Work required » Every line in the entries where "mask" is found should be copied.

Data for processing »

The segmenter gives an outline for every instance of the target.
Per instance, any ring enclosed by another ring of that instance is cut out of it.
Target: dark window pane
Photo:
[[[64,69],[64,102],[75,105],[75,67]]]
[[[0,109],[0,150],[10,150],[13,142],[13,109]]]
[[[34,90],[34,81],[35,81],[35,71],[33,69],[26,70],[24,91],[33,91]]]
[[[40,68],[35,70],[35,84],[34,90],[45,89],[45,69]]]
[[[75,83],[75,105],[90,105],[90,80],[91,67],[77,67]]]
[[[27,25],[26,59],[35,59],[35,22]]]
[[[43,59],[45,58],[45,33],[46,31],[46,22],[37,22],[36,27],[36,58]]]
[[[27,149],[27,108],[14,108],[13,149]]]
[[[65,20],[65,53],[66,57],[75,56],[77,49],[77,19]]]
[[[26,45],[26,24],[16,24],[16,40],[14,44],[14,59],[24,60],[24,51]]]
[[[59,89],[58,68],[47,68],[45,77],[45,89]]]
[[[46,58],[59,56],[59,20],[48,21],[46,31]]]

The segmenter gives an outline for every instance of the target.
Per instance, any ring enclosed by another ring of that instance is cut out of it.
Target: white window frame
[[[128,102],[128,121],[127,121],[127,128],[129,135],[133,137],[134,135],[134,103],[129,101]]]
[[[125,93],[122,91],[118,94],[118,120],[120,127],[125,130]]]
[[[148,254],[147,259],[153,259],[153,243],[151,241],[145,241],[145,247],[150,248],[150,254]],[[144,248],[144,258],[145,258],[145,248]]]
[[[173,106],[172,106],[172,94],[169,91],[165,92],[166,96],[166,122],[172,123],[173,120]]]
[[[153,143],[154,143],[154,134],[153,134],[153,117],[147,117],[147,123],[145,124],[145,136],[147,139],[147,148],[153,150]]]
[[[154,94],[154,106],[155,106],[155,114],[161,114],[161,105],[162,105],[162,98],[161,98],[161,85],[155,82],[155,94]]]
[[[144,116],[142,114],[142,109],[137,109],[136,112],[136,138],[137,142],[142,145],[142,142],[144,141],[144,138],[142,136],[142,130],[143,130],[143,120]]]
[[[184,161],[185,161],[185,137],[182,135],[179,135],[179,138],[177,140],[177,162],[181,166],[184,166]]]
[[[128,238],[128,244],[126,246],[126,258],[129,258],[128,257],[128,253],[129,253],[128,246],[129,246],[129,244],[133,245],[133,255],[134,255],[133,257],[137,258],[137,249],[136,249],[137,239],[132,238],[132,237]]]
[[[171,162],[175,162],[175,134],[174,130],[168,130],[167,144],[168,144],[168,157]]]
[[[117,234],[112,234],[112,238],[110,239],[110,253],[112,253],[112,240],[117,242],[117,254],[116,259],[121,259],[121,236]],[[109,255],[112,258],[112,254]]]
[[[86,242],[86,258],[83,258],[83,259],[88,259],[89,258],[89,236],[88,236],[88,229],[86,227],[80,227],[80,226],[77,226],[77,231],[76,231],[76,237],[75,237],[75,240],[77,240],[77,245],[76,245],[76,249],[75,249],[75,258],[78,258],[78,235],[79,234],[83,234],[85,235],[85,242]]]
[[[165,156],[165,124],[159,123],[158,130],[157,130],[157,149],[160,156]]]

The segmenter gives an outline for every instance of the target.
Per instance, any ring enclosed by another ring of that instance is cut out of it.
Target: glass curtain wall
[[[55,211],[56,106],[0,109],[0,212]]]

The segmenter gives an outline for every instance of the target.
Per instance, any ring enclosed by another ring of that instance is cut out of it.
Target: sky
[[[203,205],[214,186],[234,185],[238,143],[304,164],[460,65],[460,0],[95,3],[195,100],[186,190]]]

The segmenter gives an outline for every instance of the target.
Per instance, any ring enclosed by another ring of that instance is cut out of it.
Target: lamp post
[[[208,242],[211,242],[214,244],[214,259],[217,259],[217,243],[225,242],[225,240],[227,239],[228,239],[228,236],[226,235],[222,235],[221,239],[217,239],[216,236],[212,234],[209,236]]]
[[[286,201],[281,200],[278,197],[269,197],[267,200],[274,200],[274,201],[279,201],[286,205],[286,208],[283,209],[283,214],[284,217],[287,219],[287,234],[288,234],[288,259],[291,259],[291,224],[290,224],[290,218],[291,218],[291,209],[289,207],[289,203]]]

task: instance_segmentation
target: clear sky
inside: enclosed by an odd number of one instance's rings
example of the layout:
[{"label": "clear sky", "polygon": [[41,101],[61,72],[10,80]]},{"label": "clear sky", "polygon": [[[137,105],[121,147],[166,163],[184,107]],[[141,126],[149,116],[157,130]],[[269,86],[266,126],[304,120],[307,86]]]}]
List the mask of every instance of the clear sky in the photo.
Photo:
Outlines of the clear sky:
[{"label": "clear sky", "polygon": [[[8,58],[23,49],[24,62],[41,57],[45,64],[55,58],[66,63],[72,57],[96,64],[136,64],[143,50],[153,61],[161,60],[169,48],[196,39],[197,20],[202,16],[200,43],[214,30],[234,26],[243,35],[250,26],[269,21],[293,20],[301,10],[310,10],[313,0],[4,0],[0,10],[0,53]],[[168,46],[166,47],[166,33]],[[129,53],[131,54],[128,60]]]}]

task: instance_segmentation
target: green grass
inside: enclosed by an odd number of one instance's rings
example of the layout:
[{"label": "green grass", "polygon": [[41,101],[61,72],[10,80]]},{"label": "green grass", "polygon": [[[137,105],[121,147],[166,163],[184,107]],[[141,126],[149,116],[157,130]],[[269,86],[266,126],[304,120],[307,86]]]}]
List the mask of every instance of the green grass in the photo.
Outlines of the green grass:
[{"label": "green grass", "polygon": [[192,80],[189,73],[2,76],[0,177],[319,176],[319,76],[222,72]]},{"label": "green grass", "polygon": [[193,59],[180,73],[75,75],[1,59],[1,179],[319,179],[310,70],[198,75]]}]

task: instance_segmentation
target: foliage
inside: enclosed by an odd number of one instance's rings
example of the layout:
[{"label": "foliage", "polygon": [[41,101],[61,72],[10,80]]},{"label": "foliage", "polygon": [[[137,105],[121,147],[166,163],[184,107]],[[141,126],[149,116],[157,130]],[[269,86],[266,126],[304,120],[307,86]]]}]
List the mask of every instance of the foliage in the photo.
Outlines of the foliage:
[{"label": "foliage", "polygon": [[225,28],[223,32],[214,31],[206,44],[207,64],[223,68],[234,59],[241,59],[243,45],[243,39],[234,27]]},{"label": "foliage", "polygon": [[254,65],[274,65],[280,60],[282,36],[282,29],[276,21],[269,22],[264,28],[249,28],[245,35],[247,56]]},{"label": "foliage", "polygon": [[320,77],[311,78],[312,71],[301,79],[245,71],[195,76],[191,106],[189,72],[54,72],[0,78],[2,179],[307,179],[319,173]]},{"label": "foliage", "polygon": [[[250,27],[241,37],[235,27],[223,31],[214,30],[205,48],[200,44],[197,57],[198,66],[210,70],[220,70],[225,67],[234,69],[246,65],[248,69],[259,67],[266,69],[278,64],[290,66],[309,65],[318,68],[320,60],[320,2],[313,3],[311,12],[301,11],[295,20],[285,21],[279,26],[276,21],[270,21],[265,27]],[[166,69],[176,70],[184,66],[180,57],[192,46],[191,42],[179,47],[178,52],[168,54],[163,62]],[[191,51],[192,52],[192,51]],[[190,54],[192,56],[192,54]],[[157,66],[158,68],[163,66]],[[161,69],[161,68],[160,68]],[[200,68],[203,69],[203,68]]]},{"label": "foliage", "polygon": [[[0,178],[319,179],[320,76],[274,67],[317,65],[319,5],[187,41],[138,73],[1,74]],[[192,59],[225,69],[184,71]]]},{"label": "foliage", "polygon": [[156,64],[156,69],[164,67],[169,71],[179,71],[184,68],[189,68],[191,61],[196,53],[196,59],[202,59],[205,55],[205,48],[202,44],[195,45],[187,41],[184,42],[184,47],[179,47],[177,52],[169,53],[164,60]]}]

Exercise output »
List the mask of every instance of the clear sky in the photo.
List the mask of every instance of the green grass in the photo.
List the mask of every instance of the foliage in the photo.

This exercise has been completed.